▶
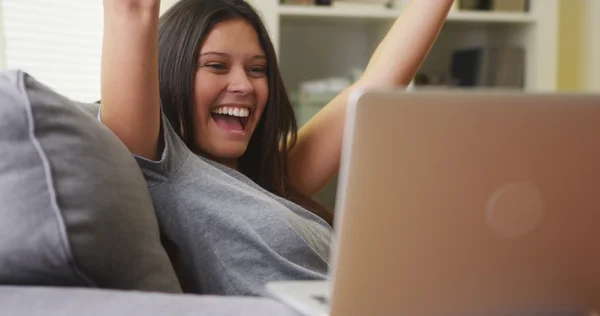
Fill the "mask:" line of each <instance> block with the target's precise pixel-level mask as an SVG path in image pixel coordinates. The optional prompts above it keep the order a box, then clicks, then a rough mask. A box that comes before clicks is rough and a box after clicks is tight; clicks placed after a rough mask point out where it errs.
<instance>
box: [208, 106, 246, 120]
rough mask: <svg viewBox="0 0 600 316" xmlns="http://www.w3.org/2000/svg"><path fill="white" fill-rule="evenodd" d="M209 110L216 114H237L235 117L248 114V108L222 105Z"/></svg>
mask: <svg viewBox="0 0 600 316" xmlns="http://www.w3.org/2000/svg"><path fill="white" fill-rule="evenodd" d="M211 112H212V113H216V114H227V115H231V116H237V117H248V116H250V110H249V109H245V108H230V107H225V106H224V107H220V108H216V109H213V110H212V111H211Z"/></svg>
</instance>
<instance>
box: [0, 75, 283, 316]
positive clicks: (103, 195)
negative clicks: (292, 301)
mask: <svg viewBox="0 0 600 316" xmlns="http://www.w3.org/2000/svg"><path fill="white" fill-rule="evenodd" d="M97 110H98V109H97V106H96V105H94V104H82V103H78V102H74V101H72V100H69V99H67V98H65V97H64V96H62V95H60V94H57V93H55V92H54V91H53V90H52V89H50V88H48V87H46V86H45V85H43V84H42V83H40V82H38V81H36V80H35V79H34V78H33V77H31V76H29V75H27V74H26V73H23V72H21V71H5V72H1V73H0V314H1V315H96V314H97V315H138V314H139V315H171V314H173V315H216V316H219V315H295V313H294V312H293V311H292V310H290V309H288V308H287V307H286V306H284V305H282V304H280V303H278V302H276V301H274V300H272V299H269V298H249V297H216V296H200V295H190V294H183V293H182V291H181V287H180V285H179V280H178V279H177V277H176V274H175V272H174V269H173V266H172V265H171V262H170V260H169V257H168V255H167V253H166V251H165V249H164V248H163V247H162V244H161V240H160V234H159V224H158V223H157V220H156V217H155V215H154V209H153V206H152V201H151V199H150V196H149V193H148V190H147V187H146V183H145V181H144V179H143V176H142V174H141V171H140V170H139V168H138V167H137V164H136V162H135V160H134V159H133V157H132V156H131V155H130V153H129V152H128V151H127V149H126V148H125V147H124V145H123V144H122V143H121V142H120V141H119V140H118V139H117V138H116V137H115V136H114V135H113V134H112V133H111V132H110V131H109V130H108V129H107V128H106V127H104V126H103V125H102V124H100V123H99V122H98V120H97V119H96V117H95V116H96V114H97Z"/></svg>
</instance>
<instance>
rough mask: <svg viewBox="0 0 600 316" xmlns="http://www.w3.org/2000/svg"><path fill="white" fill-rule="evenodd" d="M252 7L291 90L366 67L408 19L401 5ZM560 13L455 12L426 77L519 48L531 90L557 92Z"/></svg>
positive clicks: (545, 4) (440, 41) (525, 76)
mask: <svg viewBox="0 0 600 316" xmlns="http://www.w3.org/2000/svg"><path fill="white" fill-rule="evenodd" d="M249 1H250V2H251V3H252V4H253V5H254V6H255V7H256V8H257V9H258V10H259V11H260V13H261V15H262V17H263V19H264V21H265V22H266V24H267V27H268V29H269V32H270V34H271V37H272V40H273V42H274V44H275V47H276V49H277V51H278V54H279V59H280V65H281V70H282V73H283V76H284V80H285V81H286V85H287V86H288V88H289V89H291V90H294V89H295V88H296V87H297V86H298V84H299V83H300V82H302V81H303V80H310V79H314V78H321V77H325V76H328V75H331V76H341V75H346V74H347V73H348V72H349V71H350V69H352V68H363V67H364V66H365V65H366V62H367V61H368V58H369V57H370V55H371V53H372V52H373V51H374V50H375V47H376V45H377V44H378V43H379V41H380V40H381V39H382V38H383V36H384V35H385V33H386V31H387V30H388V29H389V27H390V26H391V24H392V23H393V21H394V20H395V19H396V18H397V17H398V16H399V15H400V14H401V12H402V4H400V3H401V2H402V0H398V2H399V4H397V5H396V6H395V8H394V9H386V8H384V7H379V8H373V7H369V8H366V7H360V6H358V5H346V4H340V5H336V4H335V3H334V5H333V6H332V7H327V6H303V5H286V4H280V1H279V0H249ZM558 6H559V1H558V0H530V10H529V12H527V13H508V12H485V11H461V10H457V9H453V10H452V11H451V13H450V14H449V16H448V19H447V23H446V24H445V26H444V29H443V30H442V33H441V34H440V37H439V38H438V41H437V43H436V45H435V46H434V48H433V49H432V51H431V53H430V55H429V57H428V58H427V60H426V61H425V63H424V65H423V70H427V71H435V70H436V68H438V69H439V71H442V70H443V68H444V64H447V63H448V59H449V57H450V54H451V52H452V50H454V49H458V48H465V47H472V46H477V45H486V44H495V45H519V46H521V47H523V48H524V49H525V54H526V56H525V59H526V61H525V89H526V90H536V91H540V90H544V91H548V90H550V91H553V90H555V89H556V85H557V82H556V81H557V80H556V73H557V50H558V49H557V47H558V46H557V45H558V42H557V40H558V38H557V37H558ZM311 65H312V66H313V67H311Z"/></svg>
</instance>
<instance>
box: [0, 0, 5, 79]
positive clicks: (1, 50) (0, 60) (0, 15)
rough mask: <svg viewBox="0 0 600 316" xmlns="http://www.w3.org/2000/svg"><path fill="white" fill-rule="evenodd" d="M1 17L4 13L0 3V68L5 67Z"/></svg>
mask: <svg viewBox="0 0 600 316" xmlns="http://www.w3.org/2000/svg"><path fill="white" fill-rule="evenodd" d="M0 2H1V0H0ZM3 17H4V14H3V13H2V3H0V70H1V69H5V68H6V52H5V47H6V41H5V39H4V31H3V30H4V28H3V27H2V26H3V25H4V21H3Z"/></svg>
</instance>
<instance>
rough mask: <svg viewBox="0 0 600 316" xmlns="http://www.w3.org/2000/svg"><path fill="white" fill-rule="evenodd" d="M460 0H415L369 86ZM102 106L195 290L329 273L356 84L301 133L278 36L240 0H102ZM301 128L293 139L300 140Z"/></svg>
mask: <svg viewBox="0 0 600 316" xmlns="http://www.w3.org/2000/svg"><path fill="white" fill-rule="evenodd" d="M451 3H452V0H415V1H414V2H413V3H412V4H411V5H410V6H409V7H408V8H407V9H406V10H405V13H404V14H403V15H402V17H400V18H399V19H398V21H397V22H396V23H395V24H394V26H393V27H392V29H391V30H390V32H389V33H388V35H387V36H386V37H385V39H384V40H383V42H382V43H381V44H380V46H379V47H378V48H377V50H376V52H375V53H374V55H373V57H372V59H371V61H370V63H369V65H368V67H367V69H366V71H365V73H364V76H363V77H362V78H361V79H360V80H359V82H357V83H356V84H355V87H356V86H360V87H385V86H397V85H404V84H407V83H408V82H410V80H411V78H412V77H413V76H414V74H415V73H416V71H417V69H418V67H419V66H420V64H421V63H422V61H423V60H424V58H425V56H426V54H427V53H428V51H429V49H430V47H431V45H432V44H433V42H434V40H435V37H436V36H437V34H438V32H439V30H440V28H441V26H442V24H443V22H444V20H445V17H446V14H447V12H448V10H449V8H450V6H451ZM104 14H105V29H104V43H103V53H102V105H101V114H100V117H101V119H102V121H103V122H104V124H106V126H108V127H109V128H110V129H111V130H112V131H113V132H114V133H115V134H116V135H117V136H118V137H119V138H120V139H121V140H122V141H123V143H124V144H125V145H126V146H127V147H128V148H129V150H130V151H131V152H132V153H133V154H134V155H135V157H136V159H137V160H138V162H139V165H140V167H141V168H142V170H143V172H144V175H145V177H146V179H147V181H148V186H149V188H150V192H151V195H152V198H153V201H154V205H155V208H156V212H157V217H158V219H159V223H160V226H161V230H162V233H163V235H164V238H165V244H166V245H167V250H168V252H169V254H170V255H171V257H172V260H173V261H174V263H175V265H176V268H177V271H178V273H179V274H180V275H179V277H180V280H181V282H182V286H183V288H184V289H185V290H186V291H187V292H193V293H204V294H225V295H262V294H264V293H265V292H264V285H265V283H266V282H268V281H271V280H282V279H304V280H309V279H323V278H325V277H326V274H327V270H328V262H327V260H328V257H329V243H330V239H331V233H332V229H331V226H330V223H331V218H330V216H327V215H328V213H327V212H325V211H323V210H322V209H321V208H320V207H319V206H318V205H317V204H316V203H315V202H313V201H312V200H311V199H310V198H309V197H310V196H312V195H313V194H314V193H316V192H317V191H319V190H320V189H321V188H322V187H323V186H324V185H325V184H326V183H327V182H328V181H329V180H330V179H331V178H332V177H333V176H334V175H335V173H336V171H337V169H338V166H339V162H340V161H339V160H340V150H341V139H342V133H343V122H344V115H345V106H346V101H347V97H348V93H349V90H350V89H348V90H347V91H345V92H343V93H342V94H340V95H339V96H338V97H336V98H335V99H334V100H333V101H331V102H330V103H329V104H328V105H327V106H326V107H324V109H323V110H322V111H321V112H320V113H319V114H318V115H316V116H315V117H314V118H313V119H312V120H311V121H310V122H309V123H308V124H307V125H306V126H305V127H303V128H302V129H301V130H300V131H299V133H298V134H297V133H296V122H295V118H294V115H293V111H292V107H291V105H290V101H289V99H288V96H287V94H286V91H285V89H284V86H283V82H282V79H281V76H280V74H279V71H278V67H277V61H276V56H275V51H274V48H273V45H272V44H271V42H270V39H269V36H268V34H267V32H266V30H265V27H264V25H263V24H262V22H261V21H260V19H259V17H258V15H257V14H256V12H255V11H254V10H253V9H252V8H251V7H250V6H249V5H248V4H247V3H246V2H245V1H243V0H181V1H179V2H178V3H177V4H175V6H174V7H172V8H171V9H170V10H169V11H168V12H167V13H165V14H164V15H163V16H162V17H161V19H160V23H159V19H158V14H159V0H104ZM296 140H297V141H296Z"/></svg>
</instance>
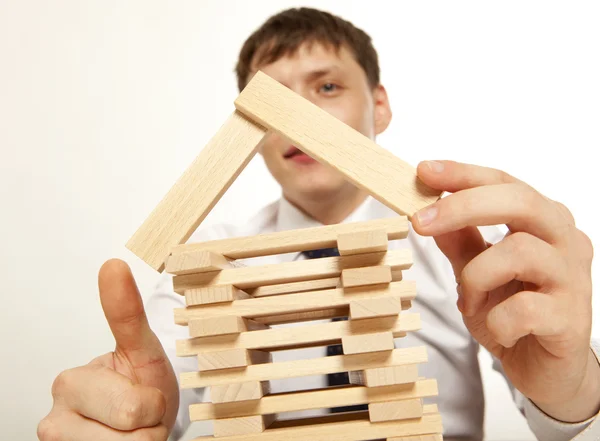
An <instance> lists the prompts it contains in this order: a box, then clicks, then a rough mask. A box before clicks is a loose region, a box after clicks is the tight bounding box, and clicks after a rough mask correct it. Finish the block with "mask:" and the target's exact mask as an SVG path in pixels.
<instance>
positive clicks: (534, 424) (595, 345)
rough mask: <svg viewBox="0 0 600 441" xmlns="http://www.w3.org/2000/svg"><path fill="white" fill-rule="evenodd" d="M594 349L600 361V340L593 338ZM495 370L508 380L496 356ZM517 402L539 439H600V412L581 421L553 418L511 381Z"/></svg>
◀
Work required
Return every line in the material above that contains the string "positive".

Solution to the exercise
positive clicks: (103, 195)
positive clicks: (545, 4) (440, 41) (525, 76)
positive clicks: (1, 50) (0, 60) (0, 15)
positive clicks: (534, 424) (595, 345)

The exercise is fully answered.